** Given instruction **
Reproduce the lines below word for word, from the line with "Now, locate where gray" up to and including the line with "[792,438,908,507]".

** Material for this exercise **
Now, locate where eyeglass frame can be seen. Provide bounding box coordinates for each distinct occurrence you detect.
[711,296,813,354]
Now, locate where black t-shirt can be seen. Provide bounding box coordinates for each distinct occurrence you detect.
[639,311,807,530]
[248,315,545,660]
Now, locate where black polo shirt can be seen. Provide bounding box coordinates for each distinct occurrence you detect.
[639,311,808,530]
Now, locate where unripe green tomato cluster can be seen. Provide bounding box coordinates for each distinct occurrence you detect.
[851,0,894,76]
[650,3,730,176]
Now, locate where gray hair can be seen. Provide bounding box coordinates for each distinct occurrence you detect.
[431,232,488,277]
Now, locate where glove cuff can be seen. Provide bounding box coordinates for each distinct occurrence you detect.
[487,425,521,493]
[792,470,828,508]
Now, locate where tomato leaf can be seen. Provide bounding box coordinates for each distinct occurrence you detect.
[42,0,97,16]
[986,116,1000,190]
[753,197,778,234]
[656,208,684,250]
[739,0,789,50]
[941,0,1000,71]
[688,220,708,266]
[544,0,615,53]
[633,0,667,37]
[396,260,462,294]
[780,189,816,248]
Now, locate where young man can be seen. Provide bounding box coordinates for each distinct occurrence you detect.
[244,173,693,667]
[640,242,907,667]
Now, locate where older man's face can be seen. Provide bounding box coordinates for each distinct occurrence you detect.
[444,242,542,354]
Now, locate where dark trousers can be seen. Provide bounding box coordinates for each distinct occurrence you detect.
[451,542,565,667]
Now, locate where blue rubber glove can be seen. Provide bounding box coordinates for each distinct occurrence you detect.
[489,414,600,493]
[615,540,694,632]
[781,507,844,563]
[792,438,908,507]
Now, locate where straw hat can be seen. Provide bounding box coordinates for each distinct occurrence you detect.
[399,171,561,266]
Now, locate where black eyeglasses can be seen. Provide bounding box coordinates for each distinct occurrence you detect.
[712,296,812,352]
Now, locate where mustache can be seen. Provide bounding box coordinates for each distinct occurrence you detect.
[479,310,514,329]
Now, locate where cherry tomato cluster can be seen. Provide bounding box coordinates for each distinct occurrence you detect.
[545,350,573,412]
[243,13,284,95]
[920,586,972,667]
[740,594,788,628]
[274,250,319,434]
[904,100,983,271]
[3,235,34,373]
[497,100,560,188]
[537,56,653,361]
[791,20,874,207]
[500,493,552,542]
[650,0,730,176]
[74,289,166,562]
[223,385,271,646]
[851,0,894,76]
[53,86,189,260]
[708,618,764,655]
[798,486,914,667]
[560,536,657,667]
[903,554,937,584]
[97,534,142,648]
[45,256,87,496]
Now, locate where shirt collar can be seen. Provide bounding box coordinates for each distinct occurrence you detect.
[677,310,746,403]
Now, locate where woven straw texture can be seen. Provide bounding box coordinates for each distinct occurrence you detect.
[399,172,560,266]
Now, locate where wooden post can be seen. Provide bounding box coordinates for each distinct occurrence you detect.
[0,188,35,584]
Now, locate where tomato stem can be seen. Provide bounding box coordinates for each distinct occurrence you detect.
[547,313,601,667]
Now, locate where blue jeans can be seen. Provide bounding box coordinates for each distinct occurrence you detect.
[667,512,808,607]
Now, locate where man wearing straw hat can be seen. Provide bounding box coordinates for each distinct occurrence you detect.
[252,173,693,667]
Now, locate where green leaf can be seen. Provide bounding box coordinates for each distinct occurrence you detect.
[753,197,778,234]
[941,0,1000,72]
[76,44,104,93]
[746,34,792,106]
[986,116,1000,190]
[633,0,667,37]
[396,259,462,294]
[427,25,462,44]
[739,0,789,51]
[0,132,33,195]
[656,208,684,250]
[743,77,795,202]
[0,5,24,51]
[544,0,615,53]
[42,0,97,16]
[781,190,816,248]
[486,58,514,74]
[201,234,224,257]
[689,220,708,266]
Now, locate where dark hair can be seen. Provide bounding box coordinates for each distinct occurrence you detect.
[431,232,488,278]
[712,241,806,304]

...

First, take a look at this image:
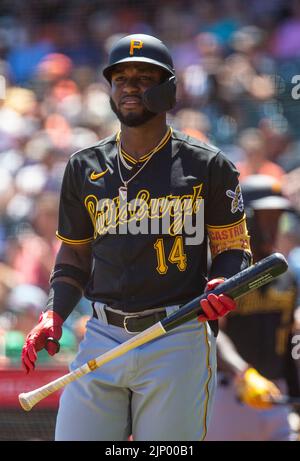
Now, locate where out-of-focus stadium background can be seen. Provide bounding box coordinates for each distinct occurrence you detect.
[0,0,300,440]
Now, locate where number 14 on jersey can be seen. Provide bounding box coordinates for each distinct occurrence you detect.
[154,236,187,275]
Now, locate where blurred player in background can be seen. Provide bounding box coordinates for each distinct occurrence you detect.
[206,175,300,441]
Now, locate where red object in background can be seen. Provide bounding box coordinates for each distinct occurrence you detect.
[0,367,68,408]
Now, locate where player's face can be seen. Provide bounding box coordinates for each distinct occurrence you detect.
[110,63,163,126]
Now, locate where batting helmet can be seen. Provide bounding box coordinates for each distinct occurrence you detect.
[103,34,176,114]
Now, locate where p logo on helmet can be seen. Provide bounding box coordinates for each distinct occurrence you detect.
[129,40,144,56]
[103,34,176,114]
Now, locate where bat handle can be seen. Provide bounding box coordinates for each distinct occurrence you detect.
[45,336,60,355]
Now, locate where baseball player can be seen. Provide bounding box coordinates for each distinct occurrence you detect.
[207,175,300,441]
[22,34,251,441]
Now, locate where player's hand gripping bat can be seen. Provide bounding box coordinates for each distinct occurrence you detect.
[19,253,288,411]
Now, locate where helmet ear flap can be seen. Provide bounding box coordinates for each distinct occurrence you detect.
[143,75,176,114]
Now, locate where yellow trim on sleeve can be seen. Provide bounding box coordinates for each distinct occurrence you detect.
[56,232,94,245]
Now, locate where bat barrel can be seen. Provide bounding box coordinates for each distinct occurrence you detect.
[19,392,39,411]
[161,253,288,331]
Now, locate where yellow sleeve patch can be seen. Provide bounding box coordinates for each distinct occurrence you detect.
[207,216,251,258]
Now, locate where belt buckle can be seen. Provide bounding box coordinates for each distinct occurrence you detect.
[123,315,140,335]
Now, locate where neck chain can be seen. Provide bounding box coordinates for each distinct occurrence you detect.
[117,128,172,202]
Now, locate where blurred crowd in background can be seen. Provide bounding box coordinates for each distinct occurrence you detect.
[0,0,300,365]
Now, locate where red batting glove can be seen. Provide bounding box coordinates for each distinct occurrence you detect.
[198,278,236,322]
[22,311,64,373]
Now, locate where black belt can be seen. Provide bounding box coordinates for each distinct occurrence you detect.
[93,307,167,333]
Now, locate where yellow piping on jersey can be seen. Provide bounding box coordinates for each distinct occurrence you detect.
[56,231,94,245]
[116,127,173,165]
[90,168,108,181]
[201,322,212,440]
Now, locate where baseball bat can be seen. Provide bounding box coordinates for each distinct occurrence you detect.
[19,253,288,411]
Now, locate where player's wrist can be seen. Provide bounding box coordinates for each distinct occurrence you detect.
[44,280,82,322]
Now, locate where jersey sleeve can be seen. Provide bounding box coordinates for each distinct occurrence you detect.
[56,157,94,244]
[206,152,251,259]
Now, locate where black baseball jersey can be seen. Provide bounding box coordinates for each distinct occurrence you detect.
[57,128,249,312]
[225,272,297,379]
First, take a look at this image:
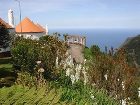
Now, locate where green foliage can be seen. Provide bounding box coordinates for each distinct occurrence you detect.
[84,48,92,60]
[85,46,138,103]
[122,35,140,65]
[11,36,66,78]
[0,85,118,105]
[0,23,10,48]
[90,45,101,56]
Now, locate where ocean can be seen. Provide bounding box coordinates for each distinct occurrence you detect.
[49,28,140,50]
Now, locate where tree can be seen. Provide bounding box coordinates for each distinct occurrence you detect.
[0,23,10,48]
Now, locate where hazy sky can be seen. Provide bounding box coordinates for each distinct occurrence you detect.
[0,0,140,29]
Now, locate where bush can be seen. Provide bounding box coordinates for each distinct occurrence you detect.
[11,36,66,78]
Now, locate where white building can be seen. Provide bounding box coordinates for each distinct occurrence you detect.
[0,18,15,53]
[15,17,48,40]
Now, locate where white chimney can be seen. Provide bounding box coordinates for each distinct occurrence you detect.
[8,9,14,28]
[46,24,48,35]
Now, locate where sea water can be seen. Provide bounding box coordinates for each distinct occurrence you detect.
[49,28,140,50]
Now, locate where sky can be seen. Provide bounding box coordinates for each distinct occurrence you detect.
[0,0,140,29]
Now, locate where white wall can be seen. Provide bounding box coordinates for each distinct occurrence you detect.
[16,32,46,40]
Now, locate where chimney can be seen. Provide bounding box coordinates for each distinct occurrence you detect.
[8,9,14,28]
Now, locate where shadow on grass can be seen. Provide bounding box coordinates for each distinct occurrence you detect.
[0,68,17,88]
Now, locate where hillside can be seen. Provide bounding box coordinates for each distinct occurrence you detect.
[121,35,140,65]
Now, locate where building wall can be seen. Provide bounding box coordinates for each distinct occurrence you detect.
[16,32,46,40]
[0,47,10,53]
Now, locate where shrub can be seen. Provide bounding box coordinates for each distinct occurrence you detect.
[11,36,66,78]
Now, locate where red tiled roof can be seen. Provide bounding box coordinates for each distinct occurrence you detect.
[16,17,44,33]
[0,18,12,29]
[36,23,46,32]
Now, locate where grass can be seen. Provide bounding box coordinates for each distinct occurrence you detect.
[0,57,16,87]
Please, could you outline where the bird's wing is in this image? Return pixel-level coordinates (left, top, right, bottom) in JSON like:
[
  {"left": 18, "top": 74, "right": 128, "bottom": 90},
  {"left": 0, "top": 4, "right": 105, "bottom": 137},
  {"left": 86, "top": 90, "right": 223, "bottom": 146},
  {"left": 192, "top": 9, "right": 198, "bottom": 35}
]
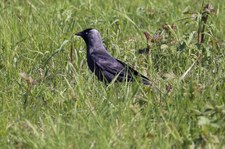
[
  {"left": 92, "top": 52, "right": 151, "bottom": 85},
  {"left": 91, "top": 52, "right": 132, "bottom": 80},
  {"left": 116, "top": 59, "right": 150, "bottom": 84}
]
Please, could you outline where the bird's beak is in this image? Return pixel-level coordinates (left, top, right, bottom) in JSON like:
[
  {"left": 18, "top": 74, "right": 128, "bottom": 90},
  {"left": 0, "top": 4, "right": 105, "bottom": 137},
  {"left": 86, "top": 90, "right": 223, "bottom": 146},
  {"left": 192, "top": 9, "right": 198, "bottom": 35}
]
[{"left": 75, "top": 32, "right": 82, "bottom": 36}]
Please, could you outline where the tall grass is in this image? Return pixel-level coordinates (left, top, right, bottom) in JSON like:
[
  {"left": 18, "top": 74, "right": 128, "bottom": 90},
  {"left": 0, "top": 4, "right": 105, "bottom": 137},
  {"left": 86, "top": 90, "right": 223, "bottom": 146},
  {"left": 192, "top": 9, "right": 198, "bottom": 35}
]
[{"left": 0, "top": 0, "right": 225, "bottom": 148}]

** Reply **
Now, locate where gray hair can be seen. Provide bounding box coordinates for each distinct occurrence you detect.
[431,232,488,277]
Now, locate where glove cuff can be seen. Provide bounding box coordinates for each distinct occurrence you detect.
[487,425,521,493]
[792,470,828,508]
Now, locate where tomato leaf can be seen. Provide bounding box coordinates for each distinct occurrence you detect.
[42,0,97,16]
[986,116,1000,190]
[753,197,778,234]
[656,208,684,250]
[739,0,789,50]
[941,0,1000,71]
[688,220,708,266]
[544,0,615,53]
[633,0,667,37]
[396,260,462,294]
[780,189,816,248]
Now, locate where young man can be seen. Provide bounding box coordinates for each distinct occurrence you detect.
[244,173,693,667]
[640,242,907,667]
Now, locate where older man's face can be seen. Provide bounding box coordinates for each distinct occurrence you detect.
[444,242,542,354]
Now, locate where dark trousers can be seen. Provide bounding box coordinates for each distinct occurrence you detect.
[451,542,565,667]
Now, locate where blue rubber glove can be seen. Provide bounding box coordinates for each distinct occurrence you detect.
[489,414,600,493]
[615,540,694,632]
[781,507,844,563]
[792,438,908,507]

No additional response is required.